El teatro también se lee
¿Puede leerse el teatro?
Emilio de Miguel Martínez
Universidad de Salamanca
Cuando me propongo reflexionar sobre la conveniencia de la lectura del teatro, me viene a la mente aquella afirmación de Mariano de Paco: “Aun admitiendo que no se puede «leer» el teatro, hay que leerlo”[1].
La consideración, con su doble componente –ese imperativo: hay que leerlo, y ese desalentador: aun admitiendo que no se puede ‘leer’–, tiene bastante de paradoja (como idea extraña que es, opuesta a lo que esperaríamos encontrarnos) y mucho de formulación ingeniosa y sorprendente. Nos fuerza a considerar la licitud misma de la lectura del teatro, desde esa advertencia a la cual, por cierto, se le pueden sumar otras que no calificaría precisamente de optimistas. Pienso, por ejemplo, en el Roger Chartier que, glosando opiniones vertidas por Molière cuando se procedía a la publicación de sus obras, nos dejaba este aviso: “La publicación impresa de una comedia no es más que la copia inerte de la representación teatral, que es su original y su verdad[2]. Desde luego, si lo que se nos anuncia es que vamos a tener en nuestras manos algo que describen como copia inerte de un original superior, no puede decirse que sean muchos los ánimos que recibimos para leer teatro.

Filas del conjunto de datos
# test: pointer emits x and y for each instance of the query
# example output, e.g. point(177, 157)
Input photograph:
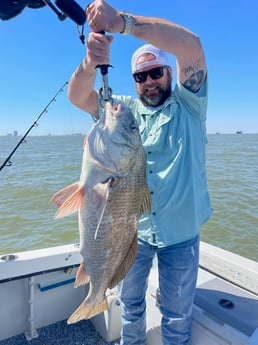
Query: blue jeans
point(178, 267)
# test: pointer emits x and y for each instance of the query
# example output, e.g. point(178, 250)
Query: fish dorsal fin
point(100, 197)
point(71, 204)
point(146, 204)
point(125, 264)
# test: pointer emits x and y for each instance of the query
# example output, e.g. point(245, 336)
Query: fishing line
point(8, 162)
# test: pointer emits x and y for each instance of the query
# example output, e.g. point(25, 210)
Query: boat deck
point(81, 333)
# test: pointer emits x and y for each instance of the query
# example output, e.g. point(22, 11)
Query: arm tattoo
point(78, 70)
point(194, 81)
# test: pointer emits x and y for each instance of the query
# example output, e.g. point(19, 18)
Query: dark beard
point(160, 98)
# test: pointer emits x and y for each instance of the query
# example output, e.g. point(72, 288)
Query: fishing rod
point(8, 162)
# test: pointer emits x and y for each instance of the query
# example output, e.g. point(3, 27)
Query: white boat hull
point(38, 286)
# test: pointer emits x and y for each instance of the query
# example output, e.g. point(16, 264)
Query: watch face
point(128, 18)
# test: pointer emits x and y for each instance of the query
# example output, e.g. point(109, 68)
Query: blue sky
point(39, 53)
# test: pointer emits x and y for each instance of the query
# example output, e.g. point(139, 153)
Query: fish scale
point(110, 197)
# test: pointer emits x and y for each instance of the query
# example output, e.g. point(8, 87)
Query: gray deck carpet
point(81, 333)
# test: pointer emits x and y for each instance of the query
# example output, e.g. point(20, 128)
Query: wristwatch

* * *

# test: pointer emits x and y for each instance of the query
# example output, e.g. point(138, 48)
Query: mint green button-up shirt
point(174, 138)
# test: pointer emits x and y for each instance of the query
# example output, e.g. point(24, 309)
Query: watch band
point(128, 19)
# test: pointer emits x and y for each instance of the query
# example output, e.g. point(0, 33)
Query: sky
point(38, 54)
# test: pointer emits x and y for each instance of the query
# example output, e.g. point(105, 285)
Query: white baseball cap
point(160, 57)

Objetivos
1/ Muestra cada línea del listado que contenga la palabra "deck".
2/ Por favor, sigue escribiendo el texto sobre la lectura del teatro a partir de su última oración.

Resultados de tareas
1/
Query: boat deck
Query: gray deck carpet

2/
¿Valdrá entonces la pena acometer una actividad tan descafeinada? Me alineo con quienes creen que sí, siempre y cuando se respetan unas mínimas y sensatas prescripciones. Por ejemplo, aquella de nuestro Calderón que pedía para sus textos: “El que los lea haga en su imaginación composición de lugares[3], o la del citado Molière, que recomendaba una lectura capaz de conservar en esa forma de consumo individual todo el valor del texto teatral cuando había sido representado:
Es bien sabido que las comedias se hacen solo para ser representadas; y yo no aconsejo que lean la que aquí va publicada sino a las personas cuyos ojos sepan descubrir, en la lectura, toda la actuación del teatro[4].
En línea con esas prescripciones, quizá una de las actividades que debe acompañar siempre a la lectura del teatro es la proyección imaginativa de la historia dramatizada, sabiendo, eso sí, que ha de hacerse con grandes diferencias a lo practicado en el caso de la novela. La proyección imaginativa de lo leído en la novela invita a la reconstrucción de los lugares en que real o hipotéticamente transcurren los hechos narrados: recordemos que, en casos de éxito notable, hasta se reconstruyen itinerarios del héroe novelesco. En cambio, la proyección de lo leído en el teatro debe hacerse únicamente sobre ese espacio mendaz y limitadísimo que es el escenario convencional en que el dramaturgo mueve sus piezas. Es decir, leer adecuadamente teatro requiere ir situando imaginativamente la acción y los personajes dramatizados en el mínimo espacio físico que proporciona el suelo de un escenario y proyectando el desarrollo de la historia entre los decorados convencionales que el autor propone, a veces en acotaciones expresas o deducidas en ocasiones de las palabras de sus personajes. Siendo, pues, toda lectura de ficción una invitación a viajar mentalmente a los variados mundos que propone el escritor, la lectura del teatro limita ese desplazamiento virtual al escenario, que es el hábitat limitado y convencional de los entes teatrales y de sus avatares.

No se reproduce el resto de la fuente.